*PAGE EXCERPT*.

Flibanserin is believed to work on key neurotransmitters, or chemicals, in the brain that affect sexual desire. More specifically, it is thought that flibanserin corrects an imbalance of levels of these neurotransmitters by increasing dopamine and norepinephrine (both responsible for sexual excitement) and decreasing serotonin (responsible for sexual inhibition).
For a long time, the opponents of the drug argued against it based on efficacy: “minimal results” did not outweigh the potential risks (fatigue, low blood pressure) and, for a long time, that argument won the debate. The FDA refused to approve the drug in 2010, and then again in 2013.
Now, last week, after all this time saying “No! No! No!” to flibanserin, sounding just like that Catholic girl back in high school who wouldn’t let you under her sweater, an FDA panel has done a complete reversal, and not only lifted up the sweater, but also spread its legs (metaphorically!) and said, “Yes!” to flibanserin. It looks like the government agency will follow the panel’s adivce and ultimately approve the drug for sale.

*SUPPLIED INFORMATION*.
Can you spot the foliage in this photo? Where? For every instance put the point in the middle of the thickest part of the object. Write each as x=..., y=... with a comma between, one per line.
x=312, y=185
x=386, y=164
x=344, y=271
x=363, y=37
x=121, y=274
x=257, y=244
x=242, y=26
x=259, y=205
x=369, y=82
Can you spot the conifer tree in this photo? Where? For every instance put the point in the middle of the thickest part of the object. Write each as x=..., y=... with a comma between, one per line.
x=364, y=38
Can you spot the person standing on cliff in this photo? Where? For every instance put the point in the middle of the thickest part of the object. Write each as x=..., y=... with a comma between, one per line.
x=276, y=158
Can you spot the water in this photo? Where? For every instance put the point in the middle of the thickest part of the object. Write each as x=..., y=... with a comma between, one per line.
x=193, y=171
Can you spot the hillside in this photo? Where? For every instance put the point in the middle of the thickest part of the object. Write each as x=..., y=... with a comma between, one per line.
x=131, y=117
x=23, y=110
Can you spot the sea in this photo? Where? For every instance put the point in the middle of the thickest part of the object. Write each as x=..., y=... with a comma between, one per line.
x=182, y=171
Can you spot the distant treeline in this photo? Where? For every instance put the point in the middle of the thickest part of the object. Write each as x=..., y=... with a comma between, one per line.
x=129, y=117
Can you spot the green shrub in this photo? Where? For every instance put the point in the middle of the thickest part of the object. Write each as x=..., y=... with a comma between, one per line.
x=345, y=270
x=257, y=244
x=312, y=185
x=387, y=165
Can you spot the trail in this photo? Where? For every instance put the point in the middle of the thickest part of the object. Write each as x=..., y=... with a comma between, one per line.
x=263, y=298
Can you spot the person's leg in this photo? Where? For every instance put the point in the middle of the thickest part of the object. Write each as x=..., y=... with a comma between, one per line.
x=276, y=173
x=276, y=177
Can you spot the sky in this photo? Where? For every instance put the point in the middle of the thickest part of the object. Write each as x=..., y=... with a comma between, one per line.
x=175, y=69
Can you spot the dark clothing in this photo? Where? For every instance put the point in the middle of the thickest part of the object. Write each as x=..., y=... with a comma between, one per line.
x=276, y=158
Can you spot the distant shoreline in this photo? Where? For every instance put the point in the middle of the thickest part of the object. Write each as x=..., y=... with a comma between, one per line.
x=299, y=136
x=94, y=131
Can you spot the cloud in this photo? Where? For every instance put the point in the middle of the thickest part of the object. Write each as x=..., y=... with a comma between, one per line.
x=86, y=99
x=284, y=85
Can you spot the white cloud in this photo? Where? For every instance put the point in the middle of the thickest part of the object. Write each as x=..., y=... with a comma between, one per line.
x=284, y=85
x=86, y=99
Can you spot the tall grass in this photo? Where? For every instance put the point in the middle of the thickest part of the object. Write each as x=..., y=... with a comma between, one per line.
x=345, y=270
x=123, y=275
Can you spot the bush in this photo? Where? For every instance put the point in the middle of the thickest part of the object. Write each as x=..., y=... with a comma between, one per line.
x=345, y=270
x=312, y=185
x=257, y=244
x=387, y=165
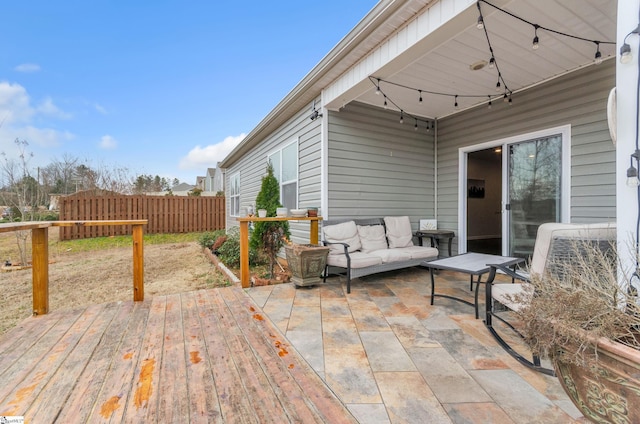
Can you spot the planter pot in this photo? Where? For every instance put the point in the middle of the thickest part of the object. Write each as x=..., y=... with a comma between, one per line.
x=306, y=263
x=608, y=388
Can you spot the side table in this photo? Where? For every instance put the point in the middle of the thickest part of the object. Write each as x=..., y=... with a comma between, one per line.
x=436, y=236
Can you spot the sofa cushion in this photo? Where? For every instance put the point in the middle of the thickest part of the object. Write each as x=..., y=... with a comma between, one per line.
x=391, y=255
x=345, y=232
x=358, y=260
x=420, y=252
x=399, y=231
x=372, y=237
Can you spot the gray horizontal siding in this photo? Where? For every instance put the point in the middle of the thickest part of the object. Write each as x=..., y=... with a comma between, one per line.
x=578, y=99
x=378, y=167
x=252, y=167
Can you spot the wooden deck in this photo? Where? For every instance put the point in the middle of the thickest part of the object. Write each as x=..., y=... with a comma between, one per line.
x=204, y=356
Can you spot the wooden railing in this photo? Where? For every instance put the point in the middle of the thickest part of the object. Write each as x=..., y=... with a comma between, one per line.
x=40, y=255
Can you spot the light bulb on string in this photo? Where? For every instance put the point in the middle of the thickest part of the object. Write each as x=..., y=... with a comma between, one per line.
x=598, y=55
x=625, y=54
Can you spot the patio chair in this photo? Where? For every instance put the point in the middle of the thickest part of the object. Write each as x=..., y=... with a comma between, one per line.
x=554, y=248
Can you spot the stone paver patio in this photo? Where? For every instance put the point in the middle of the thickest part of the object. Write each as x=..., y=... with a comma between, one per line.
x=391, y=357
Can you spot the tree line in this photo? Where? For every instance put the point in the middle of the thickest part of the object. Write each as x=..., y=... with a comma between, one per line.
x=25, y=188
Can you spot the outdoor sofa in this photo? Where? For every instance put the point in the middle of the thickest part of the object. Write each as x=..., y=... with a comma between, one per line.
x=360, y=247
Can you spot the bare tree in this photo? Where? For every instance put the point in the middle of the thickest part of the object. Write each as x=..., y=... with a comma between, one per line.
x=20, y=191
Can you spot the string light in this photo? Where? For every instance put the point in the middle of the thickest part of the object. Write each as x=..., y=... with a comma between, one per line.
x=501, y=85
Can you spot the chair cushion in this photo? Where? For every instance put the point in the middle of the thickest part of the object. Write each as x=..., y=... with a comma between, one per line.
x=420, y=252
x=345, y=232
x=399, y=231
x=358, y=260
x=547, y=231
x=372, y=237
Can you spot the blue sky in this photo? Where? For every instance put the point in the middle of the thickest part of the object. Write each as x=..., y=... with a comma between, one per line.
x=163, y=88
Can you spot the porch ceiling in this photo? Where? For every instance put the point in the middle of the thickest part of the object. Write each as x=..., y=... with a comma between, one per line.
x=445, y=67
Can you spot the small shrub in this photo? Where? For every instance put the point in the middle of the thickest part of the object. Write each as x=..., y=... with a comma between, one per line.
x=219, y=242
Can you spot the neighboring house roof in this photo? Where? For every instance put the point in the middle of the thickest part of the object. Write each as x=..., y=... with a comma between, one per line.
x=366, y=33
x=182, y=187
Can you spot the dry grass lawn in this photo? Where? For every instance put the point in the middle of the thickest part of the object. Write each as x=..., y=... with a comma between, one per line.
x=83, y=278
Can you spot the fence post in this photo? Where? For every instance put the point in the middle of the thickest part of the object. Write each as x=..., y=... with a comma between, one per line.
x=138, y=263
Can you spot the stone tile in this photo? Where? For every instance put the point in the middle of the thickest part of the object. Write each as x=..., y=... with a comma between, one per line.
x=449, y=381
x=335, y=308
x=476, y=413
x=385, y=352
x=467, y=351
x=307, y=296
x=348, y=374
x=438, y=319
x=392, y=307
x=369, y=318
x=341, y=334
x=260, y=294
x=409, y=399
x=411, y=332
x=518, y=399
x=369, y=413
x=309, y=345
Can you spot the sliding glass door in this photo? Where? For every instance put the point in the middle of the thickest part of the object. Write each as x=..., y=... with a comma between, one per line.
x=534, y=192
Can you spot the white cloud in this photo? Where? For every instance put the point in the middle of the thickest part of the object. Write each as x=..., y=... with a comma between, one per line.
x=17, y=117
x=208, y=156
x=48, y=108
x=27, y=67
x=107, y=142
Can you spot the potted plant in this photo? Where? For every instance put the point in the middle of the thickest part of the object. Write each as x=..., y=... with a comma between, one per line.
x=269, y=236
x=587, y=323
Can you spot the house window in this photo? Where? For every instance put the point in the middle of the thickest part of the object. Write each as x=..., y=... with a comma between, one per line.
x=234, y=194
x=285, y=169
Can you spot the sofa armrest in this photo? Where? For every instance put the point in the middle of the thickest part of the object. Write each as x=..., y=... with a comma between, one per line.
x=344, y=245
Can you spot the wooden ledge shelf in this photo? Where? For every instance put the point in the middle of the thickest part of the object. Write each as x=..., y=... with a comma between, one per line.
x=244, y=238
x=40, y=254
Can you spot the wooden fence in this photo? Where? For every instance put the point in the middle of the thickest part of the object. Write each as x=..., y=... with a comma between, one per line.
x=166, y=214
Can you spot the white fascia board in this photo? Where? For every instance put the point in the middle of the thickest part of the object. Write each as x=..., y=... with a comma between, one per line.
x=437, y=23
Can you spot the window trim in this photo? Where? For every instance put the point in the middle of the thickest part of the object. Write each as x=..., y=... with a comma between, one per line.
x=234, y=197
x=278, y=172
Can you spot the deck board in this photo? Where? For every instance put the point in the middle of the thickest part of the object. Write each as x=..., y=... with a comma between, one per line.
x=204, y=356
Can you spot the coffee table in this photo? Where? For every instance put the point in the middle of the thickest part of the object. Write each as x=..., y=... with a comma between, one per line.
x=474, y=264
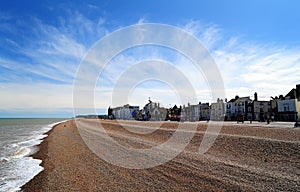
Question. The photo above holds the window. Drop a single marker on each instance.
(286, 107)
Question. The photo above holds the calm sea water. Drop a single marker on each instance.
(18, 140)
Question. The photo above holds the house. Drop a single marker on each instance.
(261, 110)
(191, 112)
(125, 112)
(204, 112)
(217, 110)
(238, 107)
(289, 106)
(153, 112)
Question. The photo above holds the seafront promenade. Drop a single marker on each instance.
(244, 157)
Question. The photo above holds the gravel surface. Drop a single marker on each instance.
(243, 158)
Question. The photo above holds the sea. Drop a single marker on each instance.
(19, 138)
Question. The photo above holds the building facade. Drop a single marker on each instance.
(217, 110)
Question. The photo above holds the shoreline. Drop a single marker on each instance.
(232, 164)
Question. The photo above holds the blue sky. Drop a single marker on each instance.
(255, 44)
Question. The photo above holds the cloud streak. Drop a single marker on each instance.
(40, 69)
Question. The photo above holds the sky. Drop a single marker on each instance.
(255, 45)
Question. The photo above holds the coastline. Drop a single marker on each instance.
(232, 164)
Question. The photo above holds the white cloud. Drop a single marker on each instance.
(246, 67)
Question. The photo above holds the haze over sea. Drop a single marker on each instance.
(18, 140)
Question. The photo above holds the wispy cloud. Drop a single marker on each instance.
(44, 62)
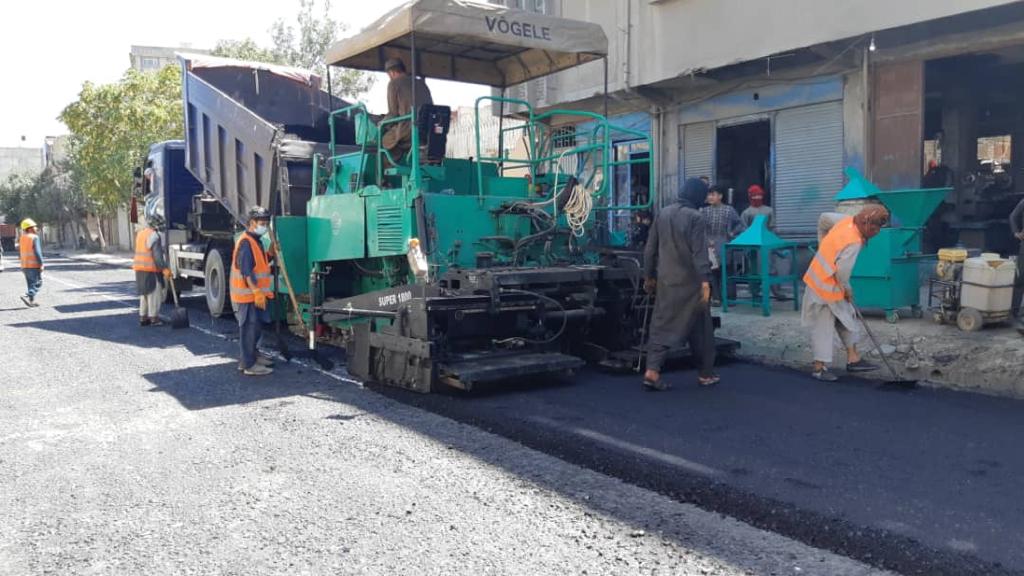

*TASK DIRECTIONS*. Say whether each statement agrees with the flibanserin excerpt, answering yes or no and quoting the words from the excerpt that settle it. 1. Flibanserin is thought to raise serotonin levels. 2. The FDA turned the drug down in 2010. 3. Fatigue and low blood pressure were named as possible risks. The listing plays no part in what comes next.

*OUTPUT BELOW*.
1. No: "decreasing serotonin (responsible for sexual inhibition)"
2. Yes: "The FDA refused to approve the drug in 2010"
3. Yes: "the potential risks (fatigue, low blood pressure)"